:: EXERCISE INSTRUCTIONS ::
Reproduce the stretch from the line containing "of the pastel" through the line containing "point(397, 311)", substituting "beach umbrella" for "rainbow umbrella" and changing nothing else.

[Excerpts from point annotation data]
## start

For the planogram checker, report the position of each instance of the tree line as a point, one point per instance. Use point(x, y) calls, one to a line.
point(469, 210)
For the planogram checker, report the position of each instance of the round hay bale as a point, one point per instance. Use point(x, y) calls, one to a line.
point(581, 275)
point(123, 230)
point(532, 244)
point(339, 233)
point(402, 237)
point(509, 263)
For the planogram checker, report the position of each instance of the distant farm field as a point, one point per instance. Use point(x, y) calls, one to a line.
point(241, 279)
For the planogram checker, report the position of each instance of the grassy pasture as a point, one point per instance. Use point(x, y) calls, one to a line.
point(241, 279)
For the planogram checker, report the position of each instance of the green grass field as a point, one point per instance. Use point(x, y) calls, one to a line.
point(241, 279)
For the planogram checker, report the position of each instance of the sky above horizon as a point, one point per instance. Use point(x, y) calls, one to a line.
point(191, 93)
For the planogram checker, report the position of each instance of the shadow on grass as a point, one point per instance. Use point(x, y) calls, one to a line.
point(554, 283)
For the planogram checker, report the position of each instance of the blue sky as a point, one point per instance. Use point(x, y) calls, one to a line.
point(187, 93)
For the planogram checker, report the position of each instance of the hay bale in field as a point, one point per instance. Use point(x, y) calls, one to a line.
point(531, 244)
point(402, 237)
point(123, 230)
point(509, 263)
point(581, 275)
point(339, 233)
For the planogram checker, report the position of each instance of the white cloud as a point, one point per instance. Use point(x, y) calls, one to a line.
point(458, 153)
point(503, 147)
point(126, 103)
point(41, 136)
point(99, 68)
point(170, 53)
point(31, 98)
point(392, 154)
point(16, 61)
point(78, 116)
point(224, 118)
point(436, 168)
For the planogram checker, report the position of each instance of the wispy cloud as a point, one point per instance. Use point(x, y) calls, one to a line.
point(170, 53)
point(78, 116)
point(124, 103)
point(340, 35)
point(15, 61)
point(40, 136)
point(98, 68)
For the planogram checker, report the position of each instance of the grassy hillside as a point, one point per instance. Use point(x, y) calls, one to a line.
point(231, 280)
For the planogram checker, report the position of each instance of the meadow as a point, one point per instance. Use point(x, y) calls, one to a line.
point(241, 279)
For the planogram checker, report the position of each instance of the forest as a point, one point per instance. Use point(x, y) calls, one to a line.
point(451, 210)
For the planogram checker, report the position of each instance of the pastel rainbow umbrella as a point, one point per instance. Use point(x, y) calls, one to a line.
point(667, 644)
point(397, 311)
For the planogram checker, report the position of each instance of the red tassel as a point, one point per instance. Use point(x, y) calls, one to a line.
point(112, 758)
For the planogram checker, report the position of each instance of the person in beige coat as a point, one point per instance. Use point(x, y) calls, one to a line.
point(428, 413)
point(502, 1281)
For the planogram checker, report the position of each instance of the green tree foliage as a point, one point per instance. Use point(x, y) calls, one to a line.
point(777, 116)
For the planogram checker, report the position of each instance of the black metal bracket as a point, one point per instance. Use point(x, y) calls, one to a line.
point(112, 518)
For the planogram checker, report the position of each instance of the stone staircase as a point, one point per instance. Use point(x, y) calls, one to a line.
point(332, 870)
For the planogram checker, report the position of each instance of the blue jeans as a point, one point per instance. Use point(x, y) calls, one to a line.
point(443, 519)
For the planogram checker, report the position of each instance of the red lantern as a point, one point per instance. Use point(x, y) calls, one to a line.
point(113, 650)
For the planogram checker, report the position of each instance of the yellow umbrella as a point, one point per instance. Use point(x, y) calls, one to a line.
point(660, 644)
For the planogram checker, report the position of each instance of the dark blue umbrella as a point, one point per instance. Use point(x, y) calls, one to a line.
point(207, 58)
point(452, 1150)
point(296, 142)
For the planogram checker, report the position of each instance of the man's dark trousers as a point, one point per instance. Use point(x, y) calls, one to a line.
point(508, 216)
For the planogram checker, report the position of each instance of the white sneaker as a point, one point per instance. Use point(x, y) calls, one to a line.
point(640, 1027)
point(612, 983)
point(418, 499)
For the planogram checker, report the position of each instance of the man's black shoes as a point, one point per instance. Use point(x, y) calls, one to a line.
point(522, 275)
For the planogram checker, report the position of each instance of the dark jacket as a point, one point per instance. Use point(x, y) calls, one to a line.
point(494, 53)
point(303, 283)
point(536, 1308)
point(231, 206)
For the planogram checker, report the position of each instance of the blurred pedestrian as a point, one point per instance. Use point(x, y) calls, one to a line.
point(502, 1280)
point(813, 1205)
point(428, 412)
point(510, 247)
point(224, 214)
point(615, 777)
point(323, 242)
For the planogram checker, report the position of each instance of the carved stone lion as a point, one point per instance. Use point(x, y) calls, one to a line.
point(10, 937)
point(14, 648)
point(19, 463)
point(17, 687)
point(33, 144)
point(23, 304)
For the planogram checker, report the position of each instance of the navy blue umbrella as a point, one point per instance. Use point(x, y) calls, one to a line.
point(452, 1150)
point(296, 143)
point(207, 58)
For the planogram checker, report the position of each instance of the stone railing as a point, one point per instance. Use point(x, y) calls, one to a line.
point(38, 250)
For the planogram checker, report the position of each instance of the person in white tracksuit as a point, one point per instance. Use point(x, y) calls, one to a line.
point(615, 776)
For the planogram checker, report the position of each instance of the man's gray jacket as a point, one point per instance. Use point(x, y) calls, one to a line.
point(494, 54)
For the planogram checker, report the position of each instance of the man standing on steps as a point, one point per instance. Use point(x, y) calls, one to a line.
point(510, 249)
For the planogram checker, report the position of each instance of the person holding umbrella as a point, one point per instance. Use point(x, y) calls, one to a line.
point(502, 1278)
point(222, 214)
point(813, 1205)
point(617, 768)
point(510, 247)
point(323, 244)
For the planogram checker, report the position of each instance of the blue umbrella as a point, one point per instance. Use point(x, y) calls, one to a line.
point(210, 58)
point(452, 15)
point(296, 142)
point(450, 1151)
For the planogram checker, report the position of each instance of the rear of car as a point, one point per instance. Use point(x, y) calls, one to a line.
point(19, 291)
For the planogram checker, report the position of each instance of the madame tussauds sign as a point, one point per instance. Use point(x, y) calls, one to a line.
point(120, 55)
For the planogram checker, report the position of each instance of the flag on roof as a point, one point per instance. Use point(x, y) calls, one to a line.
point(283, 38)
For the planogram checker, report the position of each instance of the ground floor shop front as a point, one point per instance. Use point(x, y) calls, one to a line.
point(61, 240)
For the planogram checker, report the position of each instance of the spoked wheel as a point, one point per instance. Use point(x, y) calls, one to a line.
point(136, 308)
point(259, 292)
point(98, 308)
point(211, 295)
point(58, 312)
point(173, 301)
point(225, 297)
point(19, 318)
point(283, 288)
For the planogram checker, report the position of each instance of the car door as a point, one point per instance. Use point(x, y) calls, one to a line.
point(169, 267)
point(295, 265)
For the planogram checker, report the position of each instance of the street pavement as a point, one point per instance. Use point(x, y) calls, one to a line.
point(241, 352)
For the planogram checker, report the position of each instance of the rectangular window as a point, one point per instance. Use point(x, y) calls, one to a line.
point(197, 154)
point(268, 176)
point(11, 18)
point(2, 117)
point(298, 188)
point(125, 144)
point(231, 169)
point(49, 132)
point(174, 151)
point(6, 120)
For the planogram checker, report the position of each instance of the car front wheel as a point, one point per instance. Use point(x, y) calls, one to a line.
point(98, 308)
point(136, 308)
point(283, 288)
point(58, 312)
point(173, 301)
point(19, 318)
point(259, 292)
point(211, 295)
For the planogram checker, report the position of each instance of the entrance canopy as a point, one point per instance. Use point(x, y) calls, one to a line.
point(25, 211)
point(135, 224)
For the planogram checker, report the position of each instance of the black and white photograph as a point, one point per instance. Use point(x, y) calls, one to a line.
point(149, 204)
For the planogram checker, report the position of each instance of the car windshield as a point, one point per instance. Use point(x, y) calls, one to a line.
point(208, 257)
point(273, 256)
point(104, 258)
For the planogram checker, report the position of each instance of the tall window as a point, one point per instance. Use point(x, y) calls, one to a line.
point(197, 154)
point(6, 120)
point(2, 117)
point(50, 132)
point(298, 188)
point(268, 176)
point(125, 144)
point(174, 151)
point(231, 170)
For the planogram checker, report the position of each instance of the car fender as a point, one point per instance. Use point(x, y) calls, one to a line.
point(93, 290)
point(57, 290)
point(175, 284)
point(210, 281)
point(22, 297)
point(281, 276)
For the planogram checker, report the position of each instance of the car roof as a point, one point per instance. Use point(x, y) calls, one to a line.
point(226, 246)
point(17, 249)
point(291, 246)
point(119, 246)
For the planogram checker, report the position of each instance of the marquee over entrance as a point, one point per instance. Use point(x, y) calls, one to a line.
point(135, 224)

## end

:: ANSWER TO THE TASK ::
For the planogram checker, report the position of each instance of the pastel beach umbrella as a point, one point per instance. Use point(x, y) calls, one to a line.
point(667, 644)
point(397, 311)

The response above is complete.